Data records
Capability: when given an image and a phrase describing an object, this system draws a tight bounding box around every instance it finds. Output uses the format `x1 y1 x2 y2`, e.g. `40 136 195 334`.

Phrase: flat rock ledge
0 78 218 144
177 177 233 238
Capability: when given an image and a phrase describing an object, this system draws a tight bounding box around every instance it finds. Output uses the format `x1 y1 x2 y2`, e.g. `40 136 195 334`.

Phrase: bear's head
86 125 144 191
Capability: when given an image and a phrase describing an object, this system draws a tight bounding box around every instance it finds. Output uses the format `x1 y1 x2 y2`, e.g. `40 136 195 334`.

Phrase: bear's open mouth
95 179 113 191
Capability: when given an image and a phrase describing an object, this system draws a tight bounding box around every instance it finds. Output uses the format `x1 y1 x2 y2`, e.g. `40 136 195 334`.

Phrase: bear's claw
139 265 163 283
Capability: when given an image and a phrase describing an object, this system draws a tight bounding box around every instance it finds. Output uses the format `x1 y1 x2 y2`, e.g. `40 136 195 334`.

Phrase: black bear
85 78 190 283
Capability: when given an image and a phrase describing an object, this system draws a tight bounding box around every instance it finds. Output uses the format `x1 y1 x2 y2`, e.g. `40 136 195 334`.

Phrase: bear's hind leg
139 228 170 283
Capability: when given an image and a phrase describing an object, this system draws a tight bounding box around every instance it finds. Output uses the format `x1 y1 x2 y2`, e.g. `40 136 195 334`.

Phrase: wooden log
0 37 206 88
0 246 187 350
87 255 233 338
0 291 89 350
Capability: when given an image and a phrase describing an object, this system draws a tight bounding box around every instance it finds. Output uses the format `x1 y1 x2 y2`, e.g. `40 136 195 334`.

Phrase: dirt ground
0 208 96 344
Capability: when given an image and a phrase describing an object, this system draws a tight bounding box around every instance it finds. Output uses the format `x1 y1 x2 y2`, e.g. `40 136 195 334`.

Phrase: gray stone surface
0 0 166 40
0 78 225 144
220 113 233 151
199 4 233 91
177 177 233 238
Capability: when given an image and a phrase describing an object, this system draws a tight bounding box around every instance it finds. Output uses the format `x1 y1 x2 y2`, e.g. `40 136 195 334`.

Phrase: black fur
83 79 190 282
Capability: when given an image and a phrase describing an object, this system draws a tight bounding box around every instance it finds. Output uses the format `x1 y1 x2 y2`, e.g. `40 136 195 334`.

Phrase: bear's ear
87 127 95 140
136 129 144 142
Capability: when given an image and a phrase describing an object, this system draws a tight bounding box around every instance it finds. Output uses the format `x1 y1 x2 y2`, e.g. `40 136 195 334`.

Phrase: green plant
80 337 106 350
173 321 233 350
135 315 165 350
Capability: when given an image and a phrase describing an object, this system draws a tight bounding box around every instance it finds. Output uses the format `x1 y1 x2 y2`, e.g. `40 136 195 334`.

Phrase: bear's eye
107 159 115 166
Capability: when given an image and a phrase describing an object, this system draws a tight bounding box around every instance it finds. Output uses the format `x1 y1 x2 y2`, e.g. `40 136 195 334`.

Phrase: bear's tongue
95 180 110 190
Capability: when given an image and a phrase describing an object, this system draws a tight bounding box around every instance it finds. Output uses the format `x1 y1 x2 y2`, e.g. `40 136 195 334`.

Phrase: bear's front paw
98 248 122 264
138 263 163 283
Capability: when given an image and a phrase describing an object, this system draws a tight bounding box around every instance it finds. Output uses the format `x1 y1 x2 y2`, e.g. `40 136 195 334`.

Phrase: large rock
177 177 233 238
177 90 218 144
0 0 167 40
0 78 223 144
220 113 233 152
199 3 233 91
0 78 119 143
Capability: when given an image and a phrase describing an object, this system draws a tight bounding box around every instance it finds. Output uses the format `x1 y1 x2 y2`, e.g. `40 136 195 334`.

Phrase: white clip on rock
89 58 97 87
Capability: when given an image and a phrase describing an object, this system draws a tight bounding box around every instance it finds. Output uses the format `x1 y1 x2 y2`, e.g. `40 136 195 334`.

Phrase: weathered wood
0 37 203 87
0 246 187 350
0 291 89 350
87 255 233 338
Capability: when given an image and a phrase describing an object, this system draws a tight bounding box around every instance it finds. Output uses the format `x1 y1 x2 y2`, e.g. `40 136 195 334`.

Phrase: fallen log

What the task requires | Print every one of these records back verbatim, from start to finish.

The result |
Capability: when given an image and a phrase describing an object, this system draws a tight bounding box around every instance it finds. Output uses the format `x1 y1 x2 y2`, e.g. `40 136 195 334`.

Phrase: flat rock ledge
0 78 218 144
177 177 233 238
Capability: when given an image and a phrase describing an object, this system draws a tight bounding box around every instance it finds. Output uses the format `x1 y1 x2 y2`, e.g. `40 136 195 334`.

Phrase: bear's head
86 125 144 191
Capability: when given an image and a phrase describing an object, this system draws a tight bounding box around every instance it finds. Output uses the format `x1 y1 x2 y2`, e.g. `40 136 195 334`.

Phrase: bear's open mouth
95 179 113 191
Capability: when given an image and a phrase describing an object, this system draws a tight bounding box around every instance it finds. Output uses the format `x1 y1 x2 y2`, e.g. `40 136 195 334`.

Phrase: bear's claw
139 265 163 283
Capability: when given an image and a phrase describing an object, this system draws a tight bounding box around every instance it finds. Output uses the format `x1 y1 x2 y2`, e.g. `40 136 195 334`.

Phrase: black bear
85 78 190 283
Capability: when given an image and a phrase describing an object, this system draws a tight bounding box around every instance it finds. Output uses the format `x1 y1 x2 y2`, e.g. `40 136 195 334`.

Phrase: bear's hind leg
139 228 170 283
Capability: when given an image and a phrase describing an object, this system draws a tight bounding box around every instance it finds. Output uses the format `x1 y1 x2 y2`, e.g. `40 136 195 334`.

Phrase: wooden log
0 37 206 88
0 246 187 350
87 255 233 338
0 291 89 350
Capability: when given an image and a phrase describing an object, this system draws a tight bounding box around every instance it finds. Output uses the format `x1 y1 x2 y2`, e.g. `40 136 195 334`.

Phrase: dirt ground
0 208 96 344
Capability: when given an image and a phrase describing an object, this system draws a tight bounding box around every instance it finds. Output uses the format `x1 y1 x2 y2`, e.g. `40 136 195 334`.

Phrase: gray stone surface
0 0 166 40
0 78 225 144
220 113 233 151
199 4 233 91
177 177 233 238
Capability: when given an image and a phrase describing an object, this system draws a tight bounding box around every instance it finds. Output uses the format `x1 y1 x2 y2`, e.g. `40 136 195 334`.

Phrase: black fur
83 79 190 282
Capability: when given an image and a phrase describing an object, this system draws a tight bounding box around every instance it finds. Output uses the format `x1 y1 x2 y2`, e.g. `40 136 195 334`.

Phrase: bear's ear
87 127 95 140
136 129 144 142
Capability: when given an image and a phrase describing an object, this system draws a tight bounding box around every instance it finds. Output uses the format `x1 y1 x2 y2`, e.g. `40 136 195 334`.

Phrase: green plant
80 337 106 350
173 321 233 350
135 315 165 350
Capability: when given an image and a phrase describing an object, this system draws a tight bounding box around every instance it finds. Output uses the format `x1 y1 x2 y2`, e.g. `40 136 195 334`.

Phrase: bear's eye
107 159 115 166
Capability: when given an image and a phrase describing an object, this system draws a tight bounding box around every instance it finds. Output uses the format `x1 y1 x2 y2`, e.g. `40 136 195 334`.

Phrase: bear's tongue
95 180 110 190
Capability: when given an image and a phrase describing an object, this system draws a tight bounding box around every instance it finds. Output uses the format `x1 y1 x2 y2`, e.g. `40 136 195 334`.

Phrase: bear's front paw
98 248 122 264
138 263 163 283
Capability: when given an image and a phrase describing an object, this system draws a tight bounding box around every instance it finds. Output uses the format `x1 y1 x2 y2`, e.g. `40 136 195 334`.

Phrase: large rock
177 177 233 238
177 90 218 144
0 0 167 40
0 78 223 144
220 113 233 152
199 3 233 91
0 78 119 143
Capability: when given an image and a phrase describing an object, this system draws a tight bounding box around every instance it finds. Output uses the format `x1 y1 x2 y2`, e.g. `40 136 195 334`.

Phrase: white clip on rock
89 58 97 87
Capability: when given an image and a phrase describing an object, this system draws a tight bounding box around every instance it finds. Output uses the format `x1 y1 x2 y2`, e.g. `40 136 195 334`.

Phrase: weathered wood
0 37 203 87
0 246 187 350
0 291 89 350
87 255 233 338
Capability: when given an image and a phrase describing an object, this system draws a tight bounding box around every instance it finds. Output uses the format `x1 y1 x2 y2`, e.g. `40 136 195 334`.

Phrase: fallen log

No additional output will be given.